*TASK OBJECTIVE:*
Print exactly the lines from the line with "Could you point to the green weed" to the last line of the data, please, both included.
BEGIN RAW DATA
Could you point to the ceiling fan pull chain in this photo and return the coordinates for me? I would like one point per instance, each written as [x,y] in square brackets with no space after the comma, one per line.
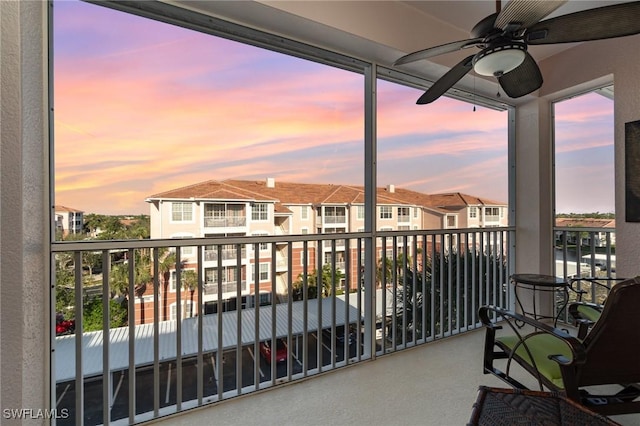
[474,92]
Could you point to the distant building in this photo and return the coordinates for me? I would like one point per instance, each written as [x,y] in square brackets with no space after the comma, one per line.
[599,237]
[68,220]
[259,208]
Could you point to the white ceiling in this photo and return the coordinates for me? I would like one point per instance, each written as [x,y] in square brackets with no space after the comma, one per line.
[382,31]
[464,15]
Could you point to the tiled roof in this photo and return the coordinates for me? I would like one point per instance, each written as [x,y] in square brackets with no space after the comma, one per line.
[66,209]
[315,194]
[585,222]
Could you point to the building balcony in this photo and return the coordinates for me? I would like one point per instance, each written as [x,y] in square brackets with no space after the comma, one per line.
[225,222]
[416,337]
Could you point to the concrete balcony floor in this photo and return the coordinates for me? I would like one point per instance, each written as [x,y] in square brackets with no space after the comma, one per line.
[433,384]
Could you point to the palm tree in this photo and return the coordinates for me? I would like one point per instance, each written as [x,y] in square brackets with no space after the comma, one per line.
[312,282]
[166,263]
[189,283]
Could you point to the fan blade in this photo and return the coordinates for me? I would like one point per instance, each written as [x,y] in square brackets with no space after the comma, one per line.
[437,50]
[447,81]
[524,13]
[522,80]
[616,20]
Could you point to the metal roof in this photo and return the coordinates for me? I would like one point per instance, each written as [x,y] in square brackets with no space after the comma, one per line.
[65,362]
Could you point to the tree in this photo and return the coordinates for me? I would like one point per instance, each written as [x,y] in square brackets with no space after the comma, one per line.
[92,314]
[329,280]
[190,283]
[166,263]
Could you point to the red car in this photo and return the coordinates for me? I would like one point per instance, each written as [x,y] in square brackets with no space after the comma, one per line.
[64,326]
[282,352]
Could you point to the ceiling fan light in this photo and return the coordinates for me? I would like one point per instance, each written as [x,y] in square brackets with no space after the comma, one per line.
[499,60]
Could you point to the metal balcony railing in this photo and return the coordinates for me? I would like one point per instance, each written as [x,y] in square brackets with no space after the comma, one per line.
[378,295]
[225,222]
[211,253]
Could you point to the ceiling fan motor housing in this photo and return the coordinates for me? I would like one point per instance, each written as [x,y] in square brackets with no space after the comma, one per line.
[499,58]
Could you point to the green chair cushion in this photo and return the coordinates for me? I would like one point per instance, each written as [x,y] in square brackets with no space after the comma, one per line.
[589,312]
[540,346]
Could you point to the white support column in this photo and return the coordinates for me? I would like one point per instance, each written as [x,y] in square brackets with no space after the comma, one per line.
[534,192]
[24,212]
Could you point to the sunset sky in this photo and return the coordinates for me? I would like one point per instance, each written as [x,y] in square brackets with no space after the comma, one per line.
[141,107]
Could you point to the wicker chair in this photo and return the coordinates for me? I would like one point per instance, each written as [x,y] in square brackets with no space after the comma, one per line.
[608,355]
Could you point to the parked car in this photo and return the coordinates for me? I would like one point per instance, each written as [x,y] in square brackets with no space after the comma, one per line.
[340,335]
[282,351]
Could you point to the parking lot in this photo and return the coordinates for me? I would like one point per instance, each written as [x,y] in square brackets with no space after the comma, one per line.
[144,399]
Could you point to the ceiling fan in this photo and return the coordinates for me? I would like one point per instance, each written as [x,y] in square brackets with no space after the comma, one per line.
[504,36]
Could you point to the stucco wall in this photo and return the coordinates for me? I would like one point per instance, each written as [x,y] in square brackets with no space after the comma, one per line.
[618,61]
[24,211]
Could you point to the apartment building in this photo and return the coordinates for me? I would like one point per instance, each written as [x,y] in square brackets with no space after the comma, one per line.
[240,208]
[597,236]
[68,220]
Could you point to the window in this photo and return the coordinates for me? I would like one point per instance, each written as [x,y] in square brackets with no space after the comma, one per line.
[451,221]
[386,212]
[403,214]
[263,246]
[173,279]
[264,271]
[333,214]
[181,212]
[260,211]
[492,211]
[185,251]
[185,310]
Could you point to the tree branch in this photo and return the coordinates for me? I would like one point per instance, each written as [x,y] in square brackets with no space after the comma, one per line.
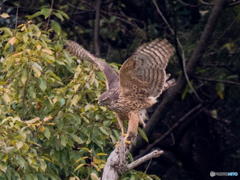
[179,51]
[153,154]
[96,28]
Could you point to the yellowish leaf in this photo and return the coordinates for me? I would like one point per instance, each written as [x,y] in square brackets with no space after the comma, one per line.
[48,118]
[17,54]
[6,98]
[12,40]
[39,47]
[94,176]
[79,166]
[42,129]
[4,15]
[48,51]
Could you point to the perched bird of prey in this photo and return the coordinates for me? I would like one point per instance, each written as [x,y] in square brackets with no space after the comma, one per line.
[141,80]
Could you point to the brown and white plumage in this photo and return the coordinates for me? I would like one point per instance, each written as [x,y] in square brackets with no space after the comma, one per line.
[141,80]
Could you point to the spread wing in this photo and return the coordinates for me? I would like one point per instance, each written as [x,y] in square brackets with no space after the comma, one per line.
[144,72]
[111,75]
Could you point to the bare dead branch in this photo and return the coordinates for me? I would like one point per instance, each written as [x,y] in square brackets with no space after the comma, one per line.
[179,51]
[187,4]
[194,110]
[96,28]
[153,154]
[218,81]
[172,93]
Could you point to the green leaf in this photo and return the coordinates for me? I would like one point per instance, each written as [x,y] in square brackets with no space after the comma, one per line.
[77,139]
[47,133]
[63,140]
[220,90]
[46,12]
[24,76]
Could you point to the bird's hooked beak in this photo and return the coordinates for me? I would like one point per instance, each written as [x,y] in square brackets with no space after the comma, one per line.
[100,103]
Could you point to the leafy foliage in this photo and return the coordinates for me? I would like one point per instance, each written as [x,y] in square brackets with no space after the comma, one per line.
[51,125]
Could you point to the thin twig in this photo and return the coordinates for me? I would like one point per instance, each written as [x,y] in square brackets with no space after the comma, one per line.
[16,22]
[212,4]
[170,130]
[218,81]
[181,53]
[96,28]
[153,154]
[49,17]
[187,4]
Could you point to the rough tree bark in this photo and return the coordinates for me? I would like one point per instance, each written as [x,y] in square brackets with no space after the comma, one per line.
[118,157]
[96,28]
[196,56]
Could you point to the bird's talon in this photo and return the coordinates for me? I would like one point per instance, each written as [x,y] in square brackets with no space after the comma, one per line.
[127,142]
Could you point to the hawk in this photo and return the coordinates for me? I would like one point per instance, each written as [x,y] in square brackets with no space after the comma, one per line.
[141,80]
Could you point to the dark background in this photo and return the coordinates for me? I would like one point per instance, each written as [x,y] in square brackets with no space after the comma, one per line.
[207,139]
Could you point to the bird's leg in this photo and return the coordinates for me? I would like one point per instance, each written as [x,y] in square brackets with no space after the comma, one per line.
[133,122]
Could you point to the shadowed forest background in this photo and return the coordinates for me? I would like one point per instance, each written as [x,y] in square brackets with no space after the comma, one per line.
[51,126]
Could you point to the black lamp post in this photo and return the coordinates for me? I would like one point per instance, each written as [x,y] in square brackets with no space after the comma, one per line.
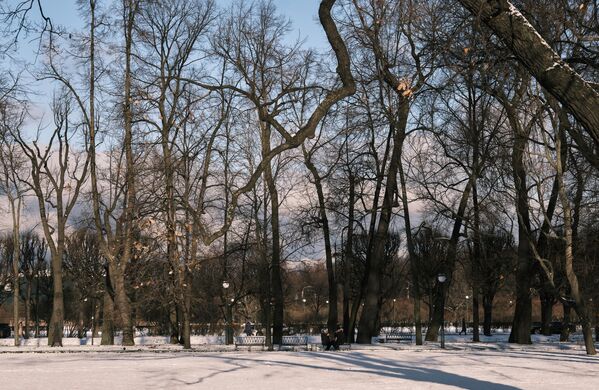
[441,278]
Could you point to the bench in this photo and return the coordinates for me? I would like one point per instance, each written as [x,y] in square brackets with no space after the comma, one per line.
[250,341]
[294,341]
[395,337]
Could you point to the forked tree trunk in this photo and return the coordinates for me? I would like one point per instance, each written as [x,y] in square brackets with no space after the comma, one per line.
[107,320]
[488,313]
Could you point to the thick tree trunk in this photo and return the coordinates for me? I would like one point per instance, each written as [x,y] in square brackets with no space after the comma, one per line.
[348,258]
[412,256]
[16,211]
[276,283]
[107,320]
[56,326]
[565,334]
[475,316]
[322,210]
[438,309]
[545,65]
[367,326]
[27,308]
[579,301]
[123,305]
[546,313]
[488,314]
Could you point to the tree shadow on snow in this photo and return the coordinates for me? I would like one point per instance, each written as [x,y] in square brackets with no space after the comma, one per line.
[364,364]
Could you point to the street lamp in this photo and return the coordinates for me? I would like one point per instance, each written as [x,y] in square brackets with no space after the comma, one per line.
[228,315]
[442,279]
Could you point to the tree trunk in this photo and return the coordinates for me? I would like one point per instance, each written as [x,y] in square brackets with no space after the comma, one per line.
[546,66]
[367,326]
[28,308]
[579,301]
[475,316]
[438,309]
[276,283]
[107,320]
[123,306]
[55,328]
[412,256]
[523,312]
[348,261]
[565,334]
[488,313]
[546,312]
[332,284]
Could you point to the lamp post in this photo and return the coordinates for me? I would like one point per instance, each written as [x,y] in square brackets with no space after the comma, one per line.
[442,278]
[228,315]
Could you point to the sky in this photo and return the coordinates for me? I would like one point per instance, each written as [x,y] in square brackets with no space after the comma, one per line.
[303,15]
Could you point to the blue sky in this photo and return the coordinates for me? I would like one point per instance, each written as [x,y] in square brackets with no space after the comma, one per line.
[303,14]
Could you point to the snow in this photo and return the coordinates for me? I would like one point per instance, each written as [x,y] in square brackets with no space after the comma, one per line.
[489,365]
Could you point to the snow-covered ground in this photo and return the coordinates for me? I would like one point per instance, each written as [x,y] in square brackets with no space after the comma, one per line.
[489,365]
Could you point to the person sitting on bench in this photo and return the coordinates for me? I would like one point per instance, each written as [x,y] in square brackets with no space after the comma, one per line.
[332,340]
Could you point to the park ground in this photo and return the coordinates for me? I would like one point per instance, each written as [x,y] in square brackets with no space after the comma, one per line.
[463,365]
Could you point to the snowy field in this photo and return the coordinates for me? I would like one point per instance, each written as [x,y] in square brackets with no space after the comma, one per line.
[491,365]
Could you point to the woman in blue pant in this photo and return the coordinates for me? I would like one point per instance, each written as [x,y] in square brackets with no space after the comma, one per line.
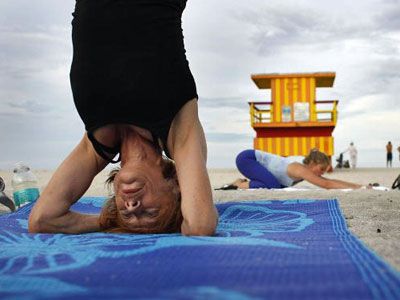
[266,170]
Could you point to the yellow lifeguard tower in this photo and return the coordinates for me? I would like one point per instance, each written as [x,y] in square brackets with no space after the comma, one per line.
[294,122]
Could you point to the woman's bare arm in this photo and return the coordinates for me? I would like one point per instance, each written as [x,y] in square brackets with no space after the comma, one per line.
[73,177]
[298,170]
[188,147]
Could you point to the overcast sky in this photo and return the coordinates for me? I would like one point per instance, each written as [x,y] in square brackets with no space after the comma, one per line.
[226,42]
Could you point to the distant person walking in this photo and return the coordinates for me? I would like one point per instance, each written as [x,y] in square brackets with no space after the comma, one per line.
[353,155]
[398,149]
[389,155]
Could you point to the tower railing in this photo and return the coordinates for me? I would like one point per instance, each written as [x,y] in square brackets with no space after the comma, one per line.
[324,111]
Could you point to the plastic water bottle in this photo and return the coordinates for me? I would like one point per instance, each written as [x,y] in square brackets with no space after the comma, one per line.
[24,185]
[4,199]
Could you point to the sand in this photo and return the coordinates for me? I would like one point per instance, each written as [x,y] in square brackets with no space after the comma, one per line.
[372,215]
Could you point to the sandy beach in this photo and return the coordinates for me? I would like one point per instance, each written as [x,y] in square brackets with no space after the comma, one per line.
[372,215]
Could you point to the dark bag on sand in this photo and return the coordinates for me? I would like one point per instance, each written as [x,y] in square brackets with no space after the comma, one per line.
[396,183]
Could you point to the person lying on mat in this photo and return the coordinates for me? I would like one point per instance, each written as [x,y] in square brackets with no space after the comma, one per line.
[266,170]
[134,91]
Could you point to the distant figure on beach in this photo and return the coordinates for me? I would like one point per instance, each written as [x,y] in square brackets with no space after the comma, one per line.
[398,149]
[353,155]
[266,170]
[389,154]
[135,93]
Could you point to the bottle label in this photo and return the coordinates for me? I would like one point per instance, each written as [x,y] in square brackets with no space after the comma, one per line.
[25,196]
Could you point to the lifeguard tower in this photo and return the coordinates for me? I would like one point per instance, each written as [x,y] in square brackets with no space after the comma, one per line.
[294,122]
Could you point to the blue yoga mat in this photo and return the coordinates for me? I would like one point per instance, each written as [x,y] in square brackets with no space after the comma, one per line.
[297,249]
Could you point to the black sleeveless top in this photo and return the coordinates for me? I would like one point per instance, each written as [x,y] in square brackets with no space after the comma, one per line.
[129,66]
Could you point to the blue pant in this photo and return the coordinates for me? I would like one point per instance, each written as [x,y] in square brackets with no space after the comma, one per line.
[260,177]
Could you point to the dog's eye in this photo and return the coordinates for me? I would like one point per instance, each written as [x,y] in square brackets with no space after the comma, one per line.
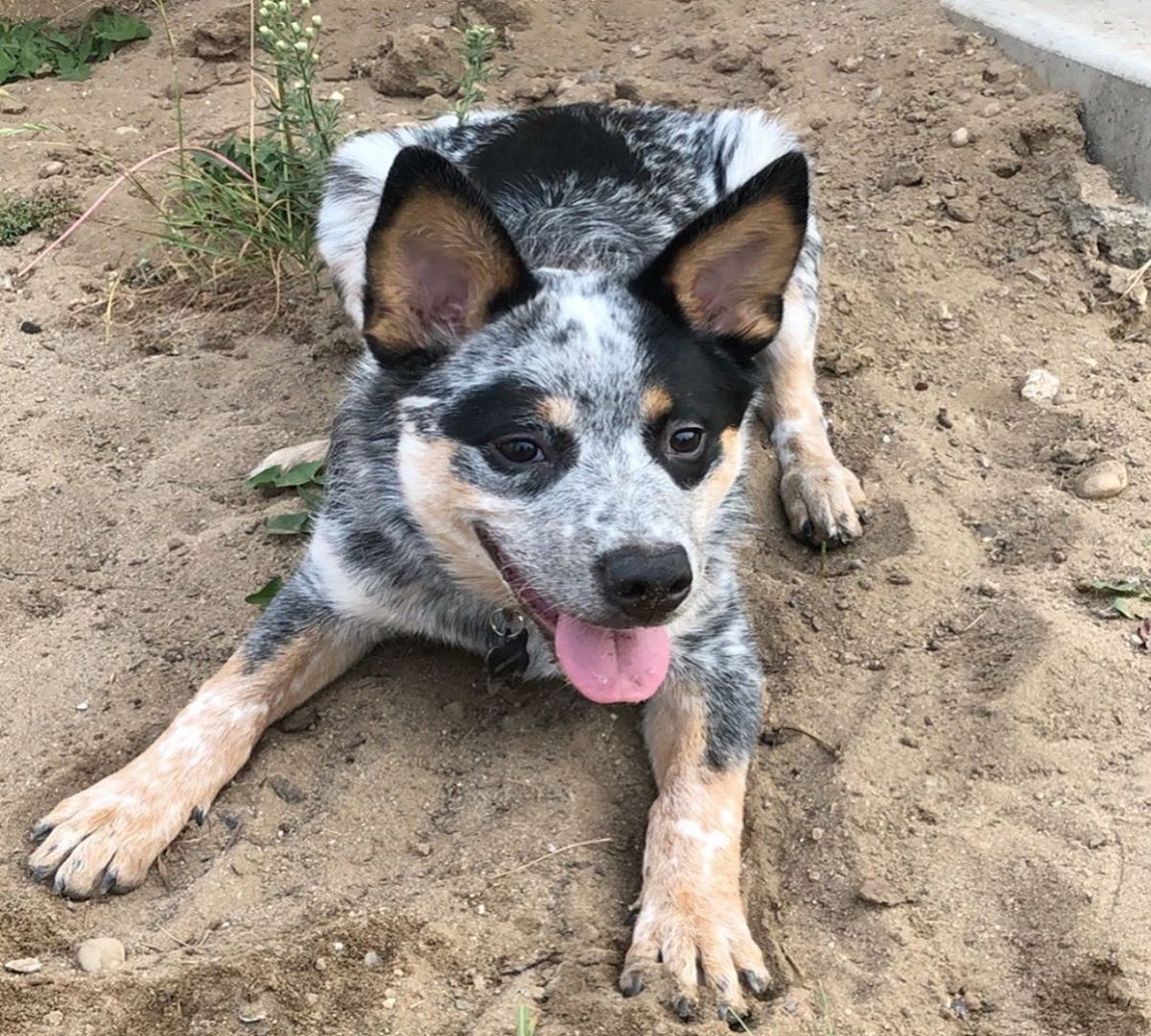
[686,443]
[519,449]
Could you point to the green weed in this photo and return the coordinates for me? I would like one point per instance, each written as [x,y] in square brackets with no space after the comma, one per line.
[479,53]
[308,481]
[1129,598]
[21,216]
[250,201]
[27,47]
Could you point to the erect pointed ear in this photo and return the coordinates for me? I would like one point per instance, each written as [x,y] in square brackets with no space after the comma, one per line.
[725,271]
[440,264]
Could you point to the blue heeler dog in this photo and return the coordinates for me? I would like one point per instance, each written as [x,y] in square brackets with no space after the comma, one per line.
[571,317]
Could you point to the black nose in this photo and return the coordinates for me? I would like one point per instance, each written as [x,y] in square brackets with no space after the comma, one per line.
[647,582]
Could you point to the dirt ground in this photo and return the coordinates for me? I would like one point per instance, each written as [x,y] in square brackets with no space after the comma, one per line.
[974,856]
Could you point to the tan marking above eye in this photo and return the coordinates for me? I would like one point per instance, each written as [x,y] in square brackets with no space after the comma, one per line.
[558,412]
[655,403]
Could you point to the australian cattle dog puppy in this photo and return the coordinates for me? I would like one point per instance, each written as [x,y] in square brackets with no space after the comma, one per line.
[571,317]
END RAW DATA
*SOLUTION FOR THIS PROBLEM:*
Could you point to the green weed in this photo and return the coordinates for me? I would like one point per instance, each written as [x,y] in square brackets with no space after the comma, one per line.
[479,53]
[308,481]
[1129,598]
[21,216]
[250,201]
[27,47]
Could you point to the erect pointed ear in this photo and return the coordinates for me? I would like one point per instance, each written as [x,y] in square brackets with no space after the comma, one per line.
[725,271]
[440,264]
Could you point to the blue heeler dog in this photo and return the coordinates for me? I would like one point per instance, each written as [x,y] in square brackets with no space after the comma, one per line.
[571,317]
Could you point to the black nose in this photo and return the coordinates for me? I would like one point per instance, each written as [x,y] in square brackets with no space after the comma, one per line.
[647,582]
Could you point to the dirt ground in this photo and return the coordinates for me? I would like one point per instance, each written as [x,y] in square brackets with no space after the comma, one per line.
[974,856]
Could you point to the tan marking above eye in this photo and return the coordinates for me? I would like one point per instance, each written as [x,y] in square brackets with no space after the comma, one per line.
[558,412]
[655,403]
Could you point to the australian cattle dog puppy in this photo and return the coordinates for me? I would like one point per instance, each written as [x,y] in square brackets with no space after the comma, one per line.
[571,317]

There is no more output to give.